■ Exercise details ■
Put the lines below into a numbered list, starting at the line that contains "Find rear wheel." and ending with the line that contains "478 304 529 323". Skip blank lines and include no other rows.

■ Data listing ■
---+---

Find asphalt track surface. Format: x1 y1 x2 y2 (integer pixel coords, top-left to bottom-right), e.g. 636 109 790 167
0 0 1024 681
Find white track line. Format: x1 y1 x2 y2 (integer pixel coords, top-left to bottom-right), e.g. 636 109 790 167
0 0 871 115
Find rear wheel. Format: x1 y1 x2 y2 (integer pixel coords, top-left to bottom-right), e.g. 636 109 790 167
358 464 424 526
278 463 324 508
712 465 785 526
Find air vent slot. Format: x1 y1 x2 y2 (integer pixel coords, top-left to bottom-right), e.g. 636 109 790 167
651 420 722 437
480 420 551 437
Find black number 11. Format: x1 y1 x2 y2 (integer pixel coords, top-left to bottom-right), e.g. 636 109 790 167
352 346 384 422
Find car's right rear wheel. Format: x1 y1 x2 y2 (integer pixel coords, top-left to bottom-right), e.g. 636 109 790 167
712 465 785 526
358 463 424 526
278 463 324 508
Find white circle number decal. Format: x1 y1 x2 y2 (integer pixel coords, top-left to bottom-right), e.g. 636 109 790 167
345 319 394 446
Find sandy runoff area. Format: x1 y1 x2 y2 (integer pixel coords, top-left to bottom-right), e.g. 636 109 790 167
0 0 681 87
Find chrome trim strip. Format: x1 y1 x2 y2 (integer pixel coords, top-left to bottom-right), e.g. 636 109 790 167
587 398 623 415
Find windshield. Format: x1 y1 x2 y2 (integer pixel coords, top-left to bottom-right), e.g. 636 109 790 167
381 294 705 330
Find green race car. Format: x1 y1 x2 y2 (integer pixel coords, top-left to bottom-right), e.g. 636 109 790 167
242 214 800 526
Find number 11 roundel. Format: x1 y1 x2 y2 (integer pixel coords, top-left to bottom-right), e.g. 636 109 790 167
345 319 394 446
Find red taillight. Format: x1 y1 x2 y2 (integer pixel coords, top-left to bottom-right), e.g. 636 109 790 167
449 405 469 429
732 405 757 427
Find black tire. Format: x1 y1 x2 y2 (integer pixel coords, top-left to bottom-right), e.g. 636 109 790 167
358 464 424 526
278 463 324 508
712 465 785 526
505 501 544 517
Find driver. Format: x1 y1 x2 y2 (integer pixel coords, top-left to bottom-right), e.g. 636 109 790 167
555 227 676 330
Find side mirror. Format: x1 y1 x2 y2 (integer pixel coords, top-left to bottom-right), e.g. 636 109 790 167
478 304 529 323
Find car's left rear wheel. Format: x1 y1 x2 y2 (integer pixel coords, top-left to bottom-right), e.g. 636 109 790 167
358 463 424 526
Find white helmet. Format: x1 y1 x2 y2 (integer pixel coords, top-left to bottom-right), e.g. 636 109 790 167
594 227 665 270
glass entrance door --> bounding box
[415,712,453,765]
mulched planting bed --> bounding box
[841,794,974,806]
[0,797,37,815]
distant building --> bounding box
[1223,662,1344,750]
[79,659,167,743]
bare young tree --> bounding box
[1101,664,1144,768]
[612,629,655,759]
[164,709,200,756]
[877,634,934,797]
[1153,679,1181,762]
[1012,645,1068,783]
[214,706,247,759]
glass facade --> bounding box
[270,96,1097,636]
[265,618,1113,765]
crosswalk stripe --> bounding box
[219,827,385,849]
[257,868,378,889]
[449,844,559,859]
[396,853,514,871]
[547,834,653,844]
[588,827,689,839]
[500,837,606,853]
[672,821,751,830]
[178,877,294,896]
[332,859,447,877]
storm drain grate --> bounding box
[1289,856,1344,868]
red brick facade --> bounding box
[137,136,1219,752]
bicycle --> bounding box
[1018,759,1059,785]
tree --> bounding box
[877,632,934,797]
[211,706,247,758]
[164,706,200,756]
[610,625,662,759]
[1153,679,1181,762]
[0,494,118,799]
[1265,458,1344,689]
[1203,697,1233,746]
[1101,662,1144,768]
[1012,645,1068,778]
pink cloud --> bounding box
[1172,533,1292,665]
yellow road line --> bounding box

---+---

■ Worked answer ■
1. Find rear wheel. Format: x1 y1 x2 y2 (integer pixel coords, top-left to bottom-right), e.g. 636 109 790 167
2. 358 464 424 526
3. 278 463 324 508
4. 712 465 785 526
5. Find air vent slot. Format: x1 y1 x2 y2 (integer pixel coords, top-left to bottom-right), e.g. 636 109 790 167
6. 651 420 722 437
7. 480 420 551 437
8. Find black number 11. Format: x1 y1 x2 y2 (integer pixel coords, top-left to bottom-right), e.g. 636 109 790 167
9. 352 346 384 422
10. Find car's right rear wheel. Format: x1 y1 x2 y2 (integer pixel coords, top-left to bottom-right), e.g. 636 109 790 167
11. 712 465 785 526
12. 358 463 424 526
13. 278 463 324 508
14. Find white circle number decal. Format: x1 y1 x2 y2 (integer pixel coords, top-left to bottom-right), e.g. 636 109 790 167
15. 345 319 394 446
16. Find sandy runoff area. Format: x1 y1 x2 y2 (integer pixel coords, top-left to bottom-right), e.g. 636 109 790 167
17. 0 0 681 87
18. Find chrome trim strip. Format: x1 y1 x2 y2 (integer pixel coords, top-left to bottom-right), e.g. 636 109 790 167
19. 587 398 623 415
20. Find windshield. Format: x1 y1 x2 y2 (integer pixel coords, top-left to bottom-right), e.g. 636 109 790 167
21. 381 294 705 330
22. Find green race car. Format: x1 y1 x2 y2 (integer pixel coords, top-left to bottom-right), e.g. 636 109 790 167
23. 242 214 800 526
24. Find number 11 roundel. Format: x1 y1 x2 y2 (integer pixel coords, top-left to bottom-right), e.g. 636 109 790 167
25. 345 319 394 446
26. Find red taillight. Format: x1 y1 x2 y2 (integer pixel coords, top-left to bottom-right), e.g. 636 109 790 167
27. 449 405 469 429
28. 732 405 757 427
29. Find black tire. Format: x1 y1 x2 y2 (integer pixel coords, top-left to bottom-right), e.g. 636 109 790 167
30. 358 464 424 526
31. 278 463 324 508
32. 712 465 785 526
33. 505 501 544 517
34. Find driver. Format: x1 y1 x2 y2 (integer pixel coords, top-left to bottom-right), e.g. 636 109 790 167
35. 555 227 676 330
36. Find side mirror. Format: x1 y1 x2 y2 (integer pixel coords, top-left to bottom-right), e.g. 636 109 790 167
37. 478 304 529 323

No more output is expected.